#### What is being asked:
Copy out the material from its start through the line containing "positive clicks: (606, 769) (423, 869)", that line included, keeping every character unchanged. Omit the pictures.

#### Information given:

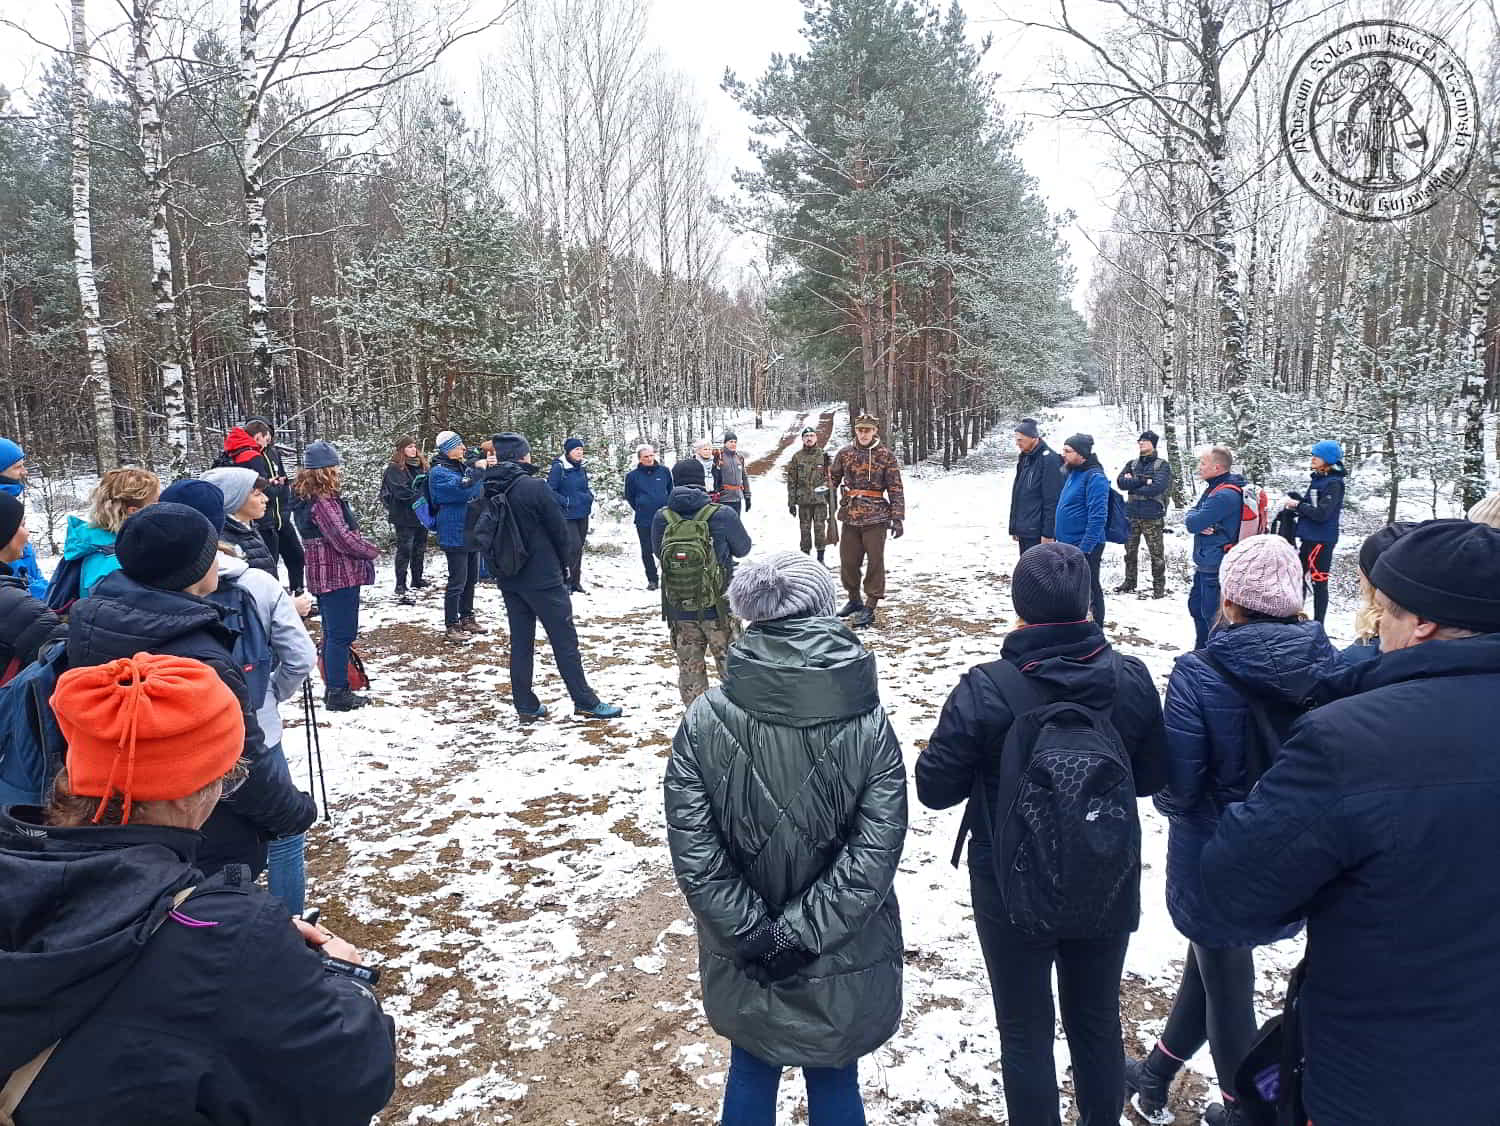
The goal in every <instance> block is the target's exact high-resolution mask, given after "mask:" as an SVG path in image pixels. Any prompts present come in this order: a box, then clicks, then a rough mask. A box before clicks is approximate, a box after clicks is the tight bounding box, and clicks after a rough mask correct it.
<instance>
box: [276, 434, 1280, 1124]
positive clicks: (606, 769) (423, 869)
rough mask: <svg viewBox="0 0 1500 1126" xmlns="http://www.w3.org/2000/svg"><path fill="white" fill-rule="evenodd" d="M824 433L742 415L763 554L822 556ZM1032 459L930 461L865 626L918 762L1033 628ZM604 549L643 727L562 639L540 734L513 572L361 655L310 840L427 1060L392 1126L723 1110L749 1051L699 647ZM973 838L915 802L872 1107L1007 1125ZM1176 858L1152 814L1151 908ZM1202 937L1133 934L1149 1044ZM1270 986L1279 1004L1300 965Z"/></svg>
mask: <svg viewBox="0 0 1500 1126" xmlns="http://www.w3.org/2000/svg"><path fill="white" fill-rule="evenodd" d="M814 420H816V424H817V427H819V433H820V436H823V439H825V441H826V438H828V436H829V435H831V433H832V430H834V424H835V418H834V414H832V412H823V411H820V412H813V414H807V415H802V414H792V412H784V414H783V415H780V417H772V418H769V420H768V426H766V427H763V429H762V430H759V432H751V433H745V432H744V429H742V430H741V435H742V441H741V450H744V451H745V454H747V459H748V460H750V463H751V466H753V471H754V493H753V495H754V499H756V504H754V508H753V511H751V513H750V514H748V517H747V520H745V523H747V528H748V531H750V532H751V535H753V538H754V541H756V549H754V550H756V553H760V552H763V550H772V549H784V547H795V541H796V522H795V520H793V519H789V517H787V516H786V505H784V493H783V489H784V486H783V483H781V474H780V465H781V462H783V460H784V457H787V456H789V453H790V450H792V447H793V444H795V441H796V436H798V432H799V430H801V427H802V424H804V423H807V424H811V423H813V421H814ZM1007 463H1008V462H1007V457H1005V450H1004V447H1002V445H995V447H992V448H989V450H981V451H980V453H978V454H977V456H975V457H974V459H972V465H971V466H969V468H968V469H966V471H959V472H956V474H948V475H942V474H932V475H924V474H913V475H909V481H907V504H909V517H907V535H906V537H904V538H903V540H901V541H898V543H897V541H892V544H891V550H889V558H888V564H889V570H891V598H889V600H888V603H886V604H885V606H883V607H882V610H883V613H885V621H883V624H882V627H880V628H879V630H876V631H871V633H868V634H867V637H865V642H867V645H868V646H870V649H871V651H873V652H874V654H876V655H877V660H879V669H880V684H882V699H883V702H885V708H886V711H888V712H889V715H891V721H892V724H894V726H895V730H897V735H898V736H900V739H901V744H903V747H904V751H906V760H907V765H912V763H913V762H915V759H916V754H918V753H919V751H921V748H922V747H924V745H926V738H927V735H929V733H930V732H932V726H933V723H935V721H936V715H938V711H939V708H941V706H942V702H944V699H945V697H947V694H948V691H950V690H951V688H953V685H954V684H956V681H957V678H959V675H960V673H962V672H963V670H965V669H968V667H969V666H971V664H974V663H975V661H980V660H989V658H992V657H993V655H995V654H996V652H998V648H999V639H1001V634H1002V633H1004V630H1005V627H1007V625H1008V624H1010V622H1011V621H1013V618H1014V615H1013V610H1011V607H1010V601H1008V586H1010V565H1011V562H1013V559H1011V556H1010V555H1008V553H1007V549H1008V537H1004V535H1002V534H1001V529H999V528H998V525H999V522H998V520H996V513H998V511H1004V508H1001V505H1004V502H1005V498H1004V483H1002V472H1001V471H1002V468H1004V466H1005V465H1007ZM591 543H592V546H591V550H589V553H588V556H586V562H585V573H583V583H585V586H586V588H588V594H586V595H583V597H579V598H576V600H574V616H576V619H577V628H579V637H580V643H582V648H583V654H585V666H586V669H588V673H589V678H591V682H592V684H594V687H595V690H597V691H598V693H600V696H603V697H604V699H606V700H615V702H618V703H621V705H622V706H624V708H625V709H627V714H625V717H624V718H622V720H619V721H613V723H603V724H591V723H582V721H574V720H571V718H564V715H565V714H567V712H568V711H570V709H568V705H567V699H565V694H564V693H562V691H561V684H559V682H558V678H556V672H555V666H553V664H552V657H550V651H549V648H547V645H546V643H544V642H538V652H537V688H538V691H540V694H541V697H543V700H546V702H547V703H549V705H550V706H552V708H553V712H555V717H549V718H547V720H546V721H543V723H538V724H534V726H531V727H523V726H520V724H519V723H517V721H516V718H514V712H513V709H511V706H510V702H508V679H507V655H505V636H504V610H502V606H501V600H499V597H498V592H496V591H495V588H493V586H492V585H487V583H486V585H481V588H480V595H478V607H477V609H478V616H480V621H481V622H483V624H484V625H487V627H490V628H492V633H489V634H486V636H483V637H481V639H478V640H477V642H474V643H472V645H469V646H460V648H455V646H452V645H449V643H446V642H444V640H443V639H441V628H440V625H441V582H443V576H441V567H438V568H437V574H434V576H432V579H435V586H434V588H429V589H428V591H426V592H425V600H423V601H422V603H420V604H419V606H417V607H401V606H396V604H393V603H392V601H390V600H389V589H390V573H389V570H386V571H383V574H381V583H383V586H378V588H375V589H372V591H371V592H369V594H368V598H366V609H365V625H363V633H362V642H360V648H362V649H363V651H365V654H366V658H368V663H369V666H371V670H372V675H374V679H375V687H374V691H372V696H374V699H375V700H377V703H375V705H374V706H371V708H366V709H362V711H360V712H354V714H342V715H323V717H321V718H323V723H324V726H323V747H324V757H326V762H327V765H329V771H330V775H329V786H330V790H332V792H333V795H335V810H333V817H335V820H333V822H332V823H329V825H323V823H320V826H317V828H315V831H314V834H312V835H311V837H309V865H311V873H312V880H311V891H309V903H312V904H318V906H321V907H323V910H324V918H326V922H327V924H329V925H330V927H332V928H333V930H335V931H336V933H339V934H342V936H344V937H347V939H350V940H351V942H354V943H356V945H357V946H360V948H363V949H368V951H372V952H374V954H375V955H377V960H378V963H380V966H381V969H383V984H381V993H383V996H384V999H386V1005H387V1009H389V1011H390V1012H392V1014H393V1015H395V1018H396V1023H398V1029H399V1039H401V1042H399V1053H401V1065H399V1078H398V1089H396V1096H395V1099H393V1102H392V1105H390V1108H389V1110H387V1111H386V1113H384V1114H383V1116H381V1119H380V1122H381V1123H440V1122H441V1123H460V1125H472V1126H478V1125H480V1123H483V1125H489V1123H523V1125H532V1123H534V1125H537V1126H540V1125H543V1123H546V1125H549V1126H565V1125H568V1123H576V1125H579V1126H582V1125H591V1123H640V1125H645V1123H666V1122H672V1123H676V1122H703V1123H711V1122H717V1113H718V1102H720V1096H721V1090H723V1074H724V1069H726V1066H727V1045H726V1044H724V1042H723V1041H721V1039H718V1038H717V1036H715V1035H714V1032H712V1030H711V1029H709V1027H708V1026H706V1021H705V1020H703V1014H702V1008H700V1005H699V1000H697V975H696V970H697V966H696V961H697V960H696V940H694V937H693V927H691V918H690V915H688V912H687V909H685V904H684V901H682V898H681V895H679V894H678V891H676V886H675V882H673V879H672V871H670V861H669V856H667V850H666V846H664V825H663V820H661V796H660V783H661V771H663V763H664V759H666V757H667V756H669V753H670V739H672V735H673V732H675V729H676V724H678V720H679V717H681V703H679V699H678V693H676V669H675V661H673V658H672V652H670V648H669V645H667V640H666V630H664V627H663V624H661V619H660V609H658V603H657V595H655V594H651V592H648V591H645V583H643V576H642V571H640V562H639V558H637V550H636V543H634V532H633V529H631V528H630V525H628V523H610V522H601V523H600V525H598V526H597V528H595V531H594V532H592V541H591ZM1160 606H1161V604H1152V609H1154V612H1155V607H1160ZM1119 631H1121V634H1122V639H1121V640H1122V643H1124V646H1125V648H1127V649H1128V651H1131V652H1139V655H1142V657H1143V658H1145V660H1148V664H1149V666H1151V667H1152V670H1154V672H1155V673H1157V675H1158V676H1164V675H1166V672H1167V670H1169V669H1170V661H1172V652H1170V651H1172V645H1169V643H1164V642H1163V640H1161V637H1163V630H1161V628H1160V627H1158V625H1157V624H1155V622H1151V621H1137V619H1131V622H1122V624H1121V625H1119ZM285 747H287V750H288V756H290V757H291V759H293V763H294V772H296V774H297V777H300V778H306V766H305V763H303V762H302V754H303V750H302V748H303V729H302V726H300V723H288V730H287V736H285ZM956 828H957V811H944V813H930V811H924V810H921V808H919V807H918V804H916V802H915V795H912V813H910V831H909V837H907V846H906V852H904V856H903V861H901V870H900V876H898V879H897V894H898V897H900V903H901V906H903V916H904V939H906V985H904V993H906V997H904V1020H903V1026H901V1030H900V1033H897V1036H895V1038H894V1039H892V1041H891V1042H889V1044H888V1045H886V1047H885V1048H882V1050H879V1051H877V1053H874V1054H873V1056H871V1057H868V1059H867V1060H864V1062H862V1063H861V1084H862V1089H864V1093H865V1099H867V1105H868V1116H870V1122H873V1123H874V1122H879V1123H904V1125H909V1126H977V1125H978V1123H996V1122H1004V1101H1002V1098H1001V1089H999V1065H998V1059H999V1045H998V1039H996V1033H995V1014H993V1008H992V1000H990V994H989V988H987V981H986V976H984V969H983V961H981V958H980V952H978V945H977V942H975V940H974V930H972V915H971V910H969V903H968V898H969V897H968V880H966V877H965V876H962V874H959V873H954V870H953V868H950V867H948V852H950V849H951V844H953V838H954V831H956ZM1161 853H1163V835H1161V831H1160V826H1148V889H1146V891H1145V894H1143V895H1145V897H1148V898H1151V897H1155V898H1157V901H1158V903H1160V895H1161V891H1160V856H1161ZM1178 942H1179V940H1178V939H1176V936H1175V934H1170V925H1169V927H1166V933H1163V928H1160V927H1158V928H1157V930H1155V931H1148V930H1143V933H1142V936H1139V939H1137V943H1136V945H1134V946H1133V955H1131V964H1130V966H1128V969H1130V970H1131V976H1130V978H1128V981H1127V1014H1128V1015H1130V1017H1131V1032H1130V1033H1128V1039H1130V1041H1131V1042H1133V1047H1136V1048H1139V1050H1143V1047H1145V1045H1148V1044H1149V1042H1151V1039H1152V1038H1154V1036H1155V1030H1158V1029H1160V1021H1161V1018H1163V1017H1164V1015H1166V1006H1167V1003H1169V1002H1170V996H1172V990H1173V987H1175V975H1176V973H1178V969H1176V966H1173V963H1172V958H1173V957H1181V951H1178ZM1137 951H1139V952H1137ZM1287 957H1289V958H1292V955H1287ZM1283 961H1286V960H1283ZM1275 969H1277V967H1275V966H1272V967H1271V970H1275ZM1260 985H1262V990H1263V997H1262V999H1263V1002H1265V1003H1266V1006H1268V1008H1269V1006H1271V1005H1272V1003H1274V1002H1275V997H1277V991H1278V988H1280V984H1278V978H1277V975H1275V973H1274V972H1268V973H1266V975H1265V978H1263V981H1262V982H1260ZM1059 1075H1061V1077H1062V1078H1064V1080H1067V1051H1065V1048H1061V1050H1059ZM1065 1089H1067V1084H1065ZM1203 1090H1205V1086H1203V1081H1202V1078H1199V1077H1197V1075H1196V1074H1194V1075H1191V1077H1190V1081H1188V1083H1185V1084H1179V1093H1178V1098H1181V1099H1182V1113H1181V1114H1179V1123H1184V1125H1185V1123H1191V1122H1197V1110H1199V1108H1200V1107H1202V1101H1200V1099H1199V1096H1200V1095H1202V1093H1203ZM1194 1099H1199V1102H1197V1107H1193V1104H1194ZM804 1116H805V1108H804V1102H802V1084H801V1081H799V1080H792V1078H789V1080H787V1081H786V1083H783V1087H781V1110H780V1120H781V1122H805V1117H804ZM1070 1120H1071V1119H1070Z"/></svg>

#### Written solution:
The goal in every <instance> block is the target's exact high-resolution mask, given after "mask:" as an SVG path in image pixels. Any prompts present come in this order: a box, then clicks, then a rough mask. A box before clicks is approximate, a box after clicks is the tight bounding box, and clicks after a rough mask correct it.
<instance>
box: [276, 434, 1280, 1124]
positive clicks: (606, 769) (423, 869)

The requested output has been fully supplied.